Instructions for the task | Could you return all of the entries below exactly, minus the pictures?

Image point grounding data
........

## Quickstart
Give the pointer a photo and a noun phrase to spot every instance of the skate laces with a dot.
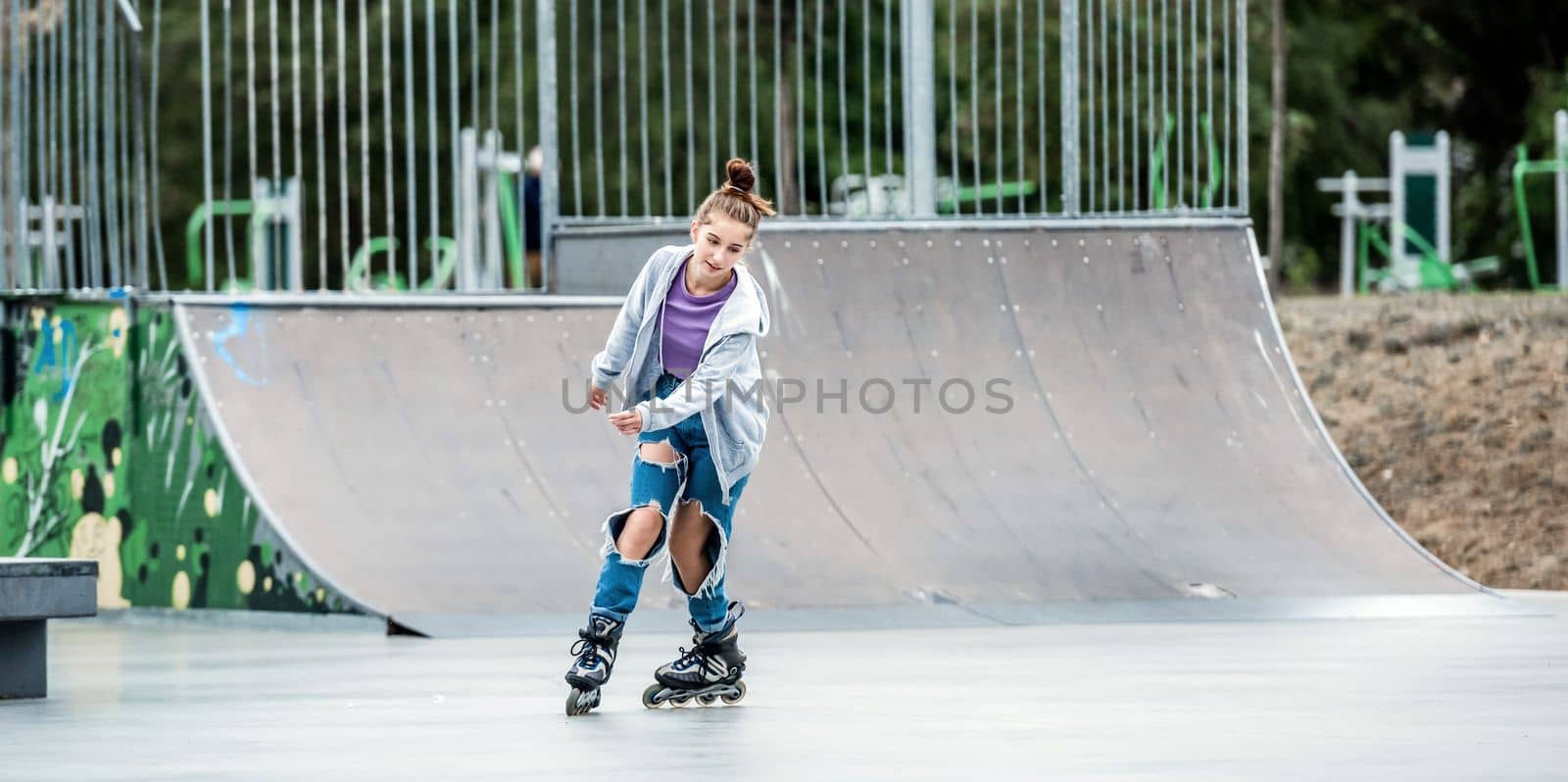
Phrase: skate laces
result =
(698, 654)
(587, 649)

........

Answer below |
## Quickstart
Give the pointer a photo and a noun phrase to spot every instance of the skate laces with a dot.
Phrase: skate laces
result =
(698, 654)
(587, 649)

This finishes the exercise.